§ Extrait d'origine
● ● ●

Par contre pour rspamd, je suis sûr qu’il renvoie les mails qui dépassent une certaine note (on l’a augmenté parce qu’on renvoyait des mails qui n’étaient pas du spam). Et sinon effectivement il les flag, et ça doit être thunderbird qui les déplacent dans le dossier spam.

Limezy · February 8, 2021, 9:36am

Je ne vous oublie pas, j’ai simplement eu quelques “petites” urgences à gérer ce WE, sans compter 36h de black-out sans internet (j’habite maintenant en Birmanie )

Limezy · February 24, 2021, 9:22am

Bonjour à tous,

J’ai enfin pris le temps d’organiser mes notes. Je vais vous présenter ici ce que j’ai réalisé comme actions et paramétrages sur mes instances, pour avoir un système anti-spam fonctionnel.
Attention, tout n’est pas ultra propre et c’est à vos risques et périls ! Dans l’idée j’aimerais bien que cela puisse servir de base à d’éventuelles améliorations de la configuration par défaut de Yunohost. Hélas, je n’ai ni les connaissances ni le temps pour m’en occuper directement !

● ● ●

§ Données fournies
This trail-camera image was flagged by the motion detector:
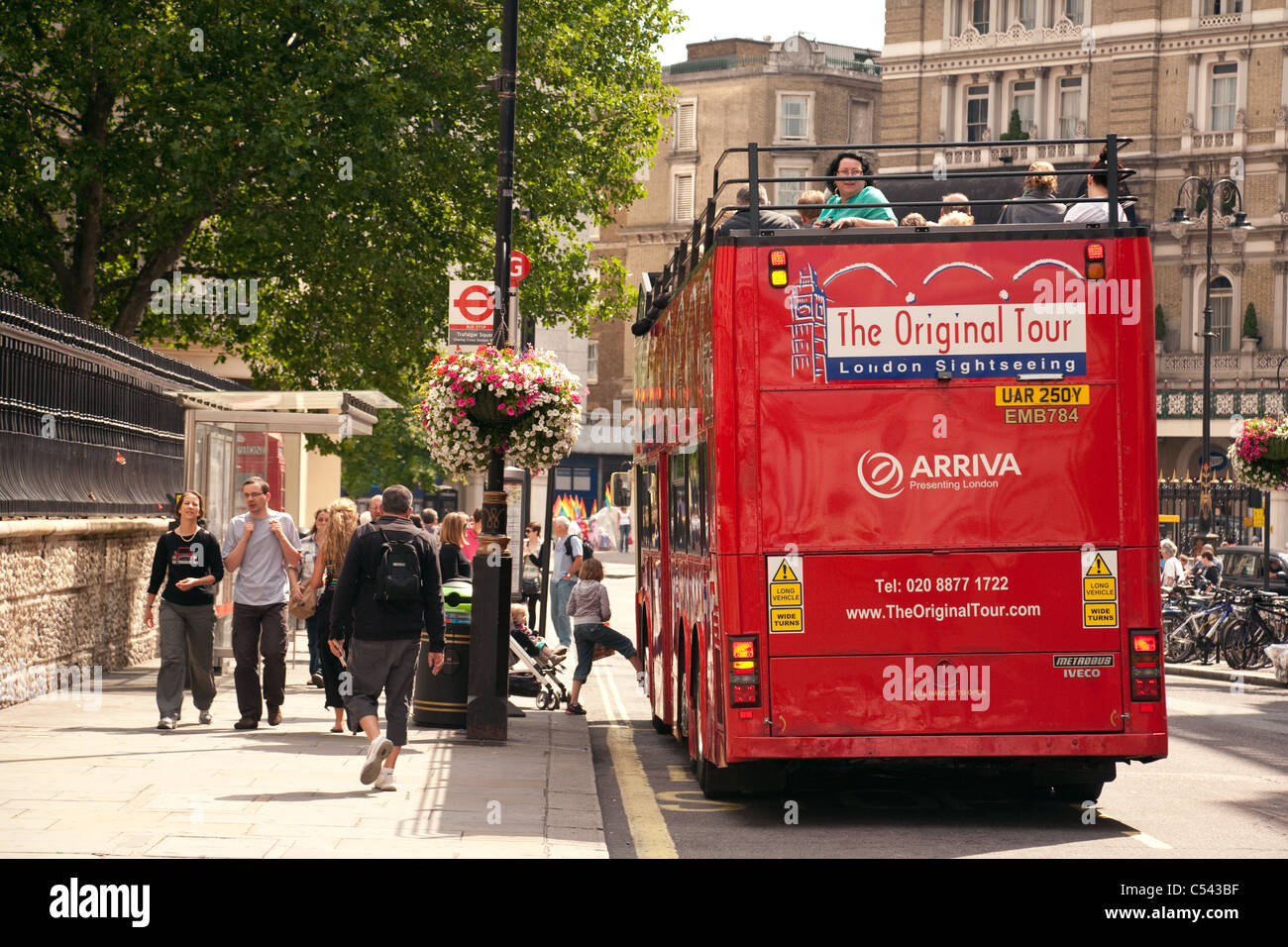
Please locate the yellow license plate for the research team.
[993,385,1091,407]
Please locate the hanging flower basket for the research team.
[1227,417,1288,489]
[417,346,581,479]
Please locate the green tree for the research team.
[999,108,1029,142]
[1243,303,1261,339]
[0,0,678,366]
[0,0,679,488]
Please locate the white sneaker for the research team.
[358,737,394,786]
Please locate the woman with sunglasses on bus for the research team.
[143,489,224,730]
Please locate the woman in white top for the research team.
[1064,151,1128,224]
[1158,540,1185,588]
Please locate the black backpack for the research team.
[376,527,420,601]
[564,533,595,562]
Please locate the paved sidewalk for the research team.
[0,660,608,858]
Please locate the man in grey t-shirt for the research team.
[223,476,300,730]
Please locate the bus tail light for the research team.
[729,637,760,707]
[1083,244,1105,279]
[769,249,787,288]
[1128,631,1163,702]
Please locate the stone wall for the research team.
[0,519,167,707]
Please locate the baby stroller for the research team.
[510,635,568,710]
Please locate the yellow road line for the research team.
[1124,832,1172,850]
[596,674,679,858]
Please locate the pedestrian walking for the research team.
[331,484,445,789]
[293,507,331,686]
[309,496,358,733]
[564,559,644,716]
[550,517,583,648]
[223,476,300,730]
[519,519,541,621]
[438,510,473,582]
[143,489,224,730]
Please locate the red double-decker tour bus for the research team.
[632,137,1167,800]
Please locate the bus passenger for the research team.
[1064,150,1128,224]
[716,184,796,237]
[939,191,975,223]
[814,152,896,231]
[997,161,1065,224]
[796,191,827,227]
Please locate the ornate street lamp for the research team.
[1168,161,1252,543]
[465,0,519,741]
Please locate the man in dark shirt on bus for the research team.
[716,184,798,237]
[330,484,443,789]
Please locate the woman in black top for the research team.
[143,489,224,730]
[438,510,472,582]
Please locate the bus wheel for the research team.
[1052,783,1105,802]
[696,755,742,798]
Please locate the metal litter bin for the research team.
[411,579,474,730]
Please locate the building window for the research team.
[778,94,810,142]
[1008,82,1037,134]
[1212,275,1234,352]
[970,0,988,33]
[1060,76,1082,138]
[966,85,988,142]
[671,170,693,223]
[847,99,872,145]
[774,163,821,214]
[675,102,698,151]
[1212,63,1239,132]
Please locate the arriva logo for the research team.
[858,451,1021,500]
[859,451,903,500]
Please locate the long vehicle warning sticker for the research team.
[1082,549,1118,627]
[765,556,805,634]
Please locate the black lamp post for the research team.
[1168,161,1252,543]
[465,0,519,741]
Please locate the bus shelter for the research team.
[168,389,399,661]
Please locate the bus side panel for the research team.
[736,248,764,553]
[770,651,1126,737]
[711,248,741,553]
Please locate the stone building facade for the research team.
[590,36,881,474]
[0,518,167,708]
[881,0,1288,504]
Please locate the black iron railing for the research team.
[0,290,241,515]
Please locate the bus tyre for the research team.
[695,756,742,798]
[1051,783,1105,804]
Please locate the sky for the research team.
[658,0,885,65]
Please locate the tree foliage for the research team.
[0,0,678,481]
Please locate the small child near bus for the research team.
[510,603,568,668]
[564,559,644,716]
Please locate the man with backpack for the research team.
[550,517,584,648]
[330,484,443,789]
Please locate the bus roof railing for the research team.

● ● ●

§ Objectif de l'exercice
Poursuivez le fil de discussion sur la configuration anti-spam de Yunohost en reprenant juste après sa dernière phrase.

§ Réponse à l'exercice
Il faut déjà rendre à césar ce qui lui appartient, la très grosse majorité de ce ma configuration est inspirée de ce tutoriel qui est vraiment très bien fait. Le seul boulot a été de comprendre comment l’adapter aux quelques spécificités de Yunohost. Filtering out spam with rspamd workaround.org. Je reprends donc la structure de ce tutoriel et indiquerai les petites modifs à effectuer pour l’adapter au cas particulier Yunohost.

Je passe en anglais pour que ce tuto puisse servir au plus grand nombre.

1. Adding headers

Adding headers should be the first step when you try improving your spam filtering with Rspamd. Indeed, without these you are basically “blind” : Rspamd will consider some emails as spam and you will never know why, or some as “ham” (=not spam) and you will never know why.

Adding headers will make Rspamd write the score it gave to each email in the headers. Invisible for your everyday use but each time you have a doubt in the future or during the first weeks on which your are fine-tuning your setup it is definitely helpful to understand what’s going on under the hood → you will just have to read the headers or source code of the strangely processed email (how to do it depends on your email client).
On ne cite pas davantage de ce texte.